**Task prompt**
A complete answer includes every line below with the word "covered".
** Data for this task follows **
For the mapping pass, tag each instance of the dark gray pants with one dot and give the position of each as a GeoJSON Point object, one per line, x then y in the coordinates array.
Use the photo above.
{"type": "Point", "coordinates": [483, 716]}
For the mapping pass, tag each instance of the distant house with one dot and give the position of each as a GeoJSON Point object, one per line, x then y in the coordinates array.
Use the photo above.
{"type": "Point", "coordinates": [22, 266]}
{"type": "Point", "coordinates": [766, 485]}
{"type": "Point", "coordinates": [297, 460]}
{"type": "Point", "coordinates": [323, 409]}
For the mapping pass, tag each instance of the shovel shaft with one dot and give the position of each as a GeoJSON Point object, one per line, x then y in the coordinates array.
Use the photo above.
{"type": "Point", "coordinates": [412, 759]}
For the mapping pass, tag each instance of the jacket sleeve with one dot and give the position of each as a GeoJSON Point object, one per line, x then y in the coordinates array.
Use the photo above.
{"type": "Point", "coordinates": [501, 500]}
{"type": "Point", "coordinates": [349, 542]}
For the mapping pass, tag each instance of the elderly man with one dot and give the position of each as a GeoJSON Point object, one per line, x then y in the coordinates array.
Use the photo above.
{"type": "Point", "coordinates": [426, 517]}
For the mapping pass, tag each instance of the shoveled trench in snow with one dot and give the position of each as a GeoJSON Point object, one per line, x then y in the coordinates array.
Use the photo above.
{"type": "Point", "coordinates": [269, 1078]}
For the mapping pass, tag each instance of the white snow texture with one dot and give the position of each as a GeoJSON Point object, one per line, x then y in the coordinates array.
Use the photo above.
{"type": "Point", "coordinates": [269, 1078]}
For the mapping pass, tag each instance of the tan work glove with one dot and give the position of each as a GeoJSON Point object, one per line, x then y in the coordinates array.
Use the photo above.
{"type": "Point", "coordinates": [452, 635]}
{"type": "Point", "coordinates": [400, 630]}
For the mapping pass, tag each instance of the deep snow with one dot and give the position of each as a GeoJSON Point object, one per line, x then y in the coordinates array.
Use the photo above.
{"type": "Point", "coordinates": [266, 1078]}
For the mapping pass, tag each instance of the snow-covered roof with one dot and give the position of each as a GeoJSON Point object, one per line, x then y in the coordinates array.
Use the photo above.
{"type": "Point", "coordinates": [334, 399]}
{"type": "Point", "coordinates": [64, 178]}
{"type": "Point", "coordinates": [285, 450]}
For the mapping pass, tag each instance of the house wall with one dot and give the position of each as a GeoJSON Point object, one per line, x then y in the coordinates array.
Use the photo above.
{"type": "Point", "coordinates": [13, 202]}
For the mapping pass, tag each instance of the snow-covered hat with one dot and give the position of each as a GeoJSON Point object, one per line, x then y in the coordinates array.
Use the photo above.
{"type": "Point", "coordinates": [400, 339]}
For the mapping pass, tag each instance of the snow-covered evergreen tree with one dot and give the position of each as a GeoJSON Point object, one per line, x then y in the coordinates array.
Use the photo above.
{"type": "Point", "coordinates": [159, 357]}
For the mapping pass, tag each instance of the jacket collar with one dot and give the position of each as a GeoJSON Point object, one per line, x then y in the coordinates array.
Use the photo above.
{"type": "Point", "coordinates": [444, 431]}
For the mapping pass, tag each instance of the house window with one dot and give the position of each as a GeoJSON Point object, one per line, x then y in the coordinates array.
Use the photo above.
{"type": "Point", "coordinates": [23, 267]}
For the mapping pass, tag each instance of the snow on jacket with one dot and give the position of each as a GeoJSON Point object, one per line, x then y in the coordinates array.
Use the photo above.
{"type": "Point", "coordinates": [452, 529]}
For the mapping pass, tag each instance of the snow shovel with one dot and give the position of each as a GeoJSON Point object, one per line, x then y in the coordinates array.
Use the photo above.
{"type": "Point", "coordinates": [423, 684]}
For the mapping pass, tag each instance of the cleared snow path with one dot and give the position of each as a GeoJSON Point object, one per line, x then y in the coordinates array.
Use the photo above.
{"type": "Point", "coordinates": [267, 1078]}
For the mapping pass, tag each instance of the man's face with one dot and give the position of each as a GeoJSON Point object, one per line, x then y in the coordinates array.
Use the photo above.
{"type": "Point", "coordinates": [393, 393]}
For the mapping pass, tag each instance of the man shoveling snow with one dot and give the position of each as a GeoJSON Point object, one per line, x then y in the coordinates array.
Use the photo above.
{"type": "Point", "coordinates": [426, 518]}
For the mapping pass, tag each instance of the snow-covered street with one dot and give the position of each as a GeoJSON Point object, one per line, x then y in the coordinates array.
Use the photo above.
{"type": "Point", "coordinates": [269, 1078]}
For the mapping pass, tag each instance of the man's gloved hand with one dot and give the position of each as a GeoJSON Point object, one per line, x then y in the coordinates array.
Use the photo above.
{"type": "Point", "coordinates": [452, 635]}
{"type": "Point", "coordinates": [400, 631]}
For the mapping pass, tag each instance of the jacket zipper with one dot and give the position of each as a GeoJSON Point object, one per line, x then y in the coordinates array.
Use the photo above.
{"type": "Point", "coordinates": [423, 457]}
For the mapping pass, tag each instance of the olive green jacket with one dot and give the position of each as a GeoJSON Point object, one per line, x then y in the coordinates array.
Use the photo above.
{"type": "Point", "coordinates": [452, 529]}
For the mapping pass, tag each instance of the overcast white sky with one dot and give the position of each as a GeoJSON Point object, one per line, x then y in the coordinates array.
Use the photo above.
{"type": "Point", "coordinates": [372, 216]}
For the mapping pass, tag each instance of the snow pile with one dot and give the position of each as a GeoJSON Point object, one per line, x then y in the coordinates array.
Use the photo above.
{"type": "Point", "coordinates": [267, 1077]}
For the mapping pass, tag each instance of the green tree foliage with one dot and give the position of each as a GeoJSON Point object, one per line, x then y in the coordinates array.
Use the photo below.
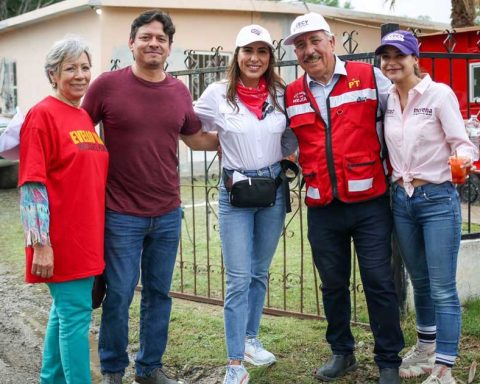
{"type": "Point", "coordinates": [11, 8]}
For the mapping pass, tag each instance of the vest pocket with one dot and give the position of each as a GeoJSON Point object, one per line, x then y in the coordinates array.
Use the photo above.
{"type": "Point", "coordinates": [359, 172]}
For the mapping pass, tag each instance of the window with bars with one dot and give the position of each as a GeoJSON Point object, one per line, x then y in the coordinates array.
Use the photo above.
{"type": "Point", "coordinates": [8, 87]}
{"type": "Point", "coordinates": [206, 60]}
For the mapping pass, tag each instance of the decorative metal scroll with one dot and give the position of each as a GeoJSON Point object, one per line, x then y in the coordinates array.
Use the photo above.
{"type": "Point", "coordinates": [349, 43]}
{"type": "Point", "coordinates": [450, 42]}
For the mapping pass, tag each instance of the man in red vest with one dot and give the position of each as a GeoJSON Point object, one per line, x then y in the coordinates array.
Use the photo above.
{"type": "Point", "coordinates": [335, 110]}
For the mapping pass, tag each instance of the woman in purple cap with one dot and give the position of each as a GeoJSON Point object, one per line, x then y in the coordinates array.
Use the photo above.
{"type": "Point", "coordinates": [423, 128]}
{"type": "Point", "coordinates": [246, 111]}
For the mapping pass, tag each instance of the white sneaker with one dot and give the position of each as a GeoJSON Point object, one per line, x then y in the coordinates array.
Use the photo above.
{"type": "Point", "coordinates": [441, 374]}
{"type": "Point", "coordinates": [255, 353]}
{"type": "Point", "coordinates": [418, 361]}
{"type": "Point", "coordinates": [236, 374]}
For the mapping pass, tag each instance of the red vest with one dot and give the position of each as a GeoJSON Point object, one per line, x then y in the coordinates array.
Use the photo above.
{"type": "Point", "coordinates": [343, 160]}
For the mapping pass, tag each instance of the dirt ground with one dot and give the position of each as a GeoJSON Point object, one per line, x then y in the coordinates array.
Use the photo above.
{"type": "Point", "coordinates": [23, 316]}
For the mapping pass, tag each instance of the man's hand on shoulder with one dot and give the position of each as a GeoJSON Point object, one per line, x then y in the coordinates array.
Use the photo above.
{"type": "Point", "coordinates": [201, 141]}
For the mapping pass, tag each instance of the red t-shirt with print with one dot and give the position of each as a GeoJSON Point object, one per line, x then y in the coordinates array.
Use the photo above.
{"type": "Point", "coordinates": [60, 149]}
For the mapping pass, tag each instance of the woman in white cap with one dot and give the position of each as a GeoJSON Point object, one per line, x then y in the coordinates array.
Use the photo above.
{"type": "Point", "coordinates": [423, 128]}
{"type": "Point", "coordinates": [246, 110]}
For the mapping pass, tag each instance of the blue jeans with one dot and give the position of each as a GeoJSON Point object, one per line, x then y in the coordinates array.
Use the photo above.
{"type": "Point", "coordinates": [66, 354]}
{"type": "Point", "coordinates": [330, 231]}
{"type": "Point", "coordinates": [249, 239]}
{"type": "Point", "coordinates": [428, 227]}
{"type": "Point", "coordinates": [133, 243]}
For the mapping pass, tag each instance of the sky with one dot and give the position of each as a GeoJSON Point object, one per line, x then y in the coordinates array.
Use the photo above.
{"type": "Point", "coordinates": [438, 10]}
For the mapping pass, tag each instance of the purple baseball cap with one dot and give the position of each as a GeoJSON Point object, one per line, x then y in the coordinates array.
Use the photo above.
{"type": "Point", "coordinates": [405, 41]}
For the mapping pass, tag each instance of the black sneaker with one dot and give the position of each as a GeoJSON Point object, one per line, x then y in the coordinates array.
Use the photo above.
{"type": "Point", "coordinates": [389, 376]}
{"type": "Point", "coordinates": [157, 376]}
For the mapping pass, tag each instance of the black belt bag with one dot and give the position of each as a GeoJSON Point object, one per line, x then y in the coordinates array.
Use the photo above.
** End of Data for this task **
**Answer below**
For the mapping pass, tag each instance of the snow-covered roof with one dot and give the position of each as a GeoJSON Point object, one per line, x then y in the coordinates array.
For the mapping pass, tag each instance of the snow-covered hat with one dot and give the position of each as a GeoJSON Point object, one per line, x then y in the coordinates array.
For the mapping pass, tag each instance of the snow-covered evergreen tree with one dot and give the position of each as a GeoJSON Point object, one per line, x then y in the coordinates array.
For the mapping pass, tag each instance of the snow-covered street with one dot and give the position of each as a GeoJSON Point object, one per line, x then y in the coordinates array.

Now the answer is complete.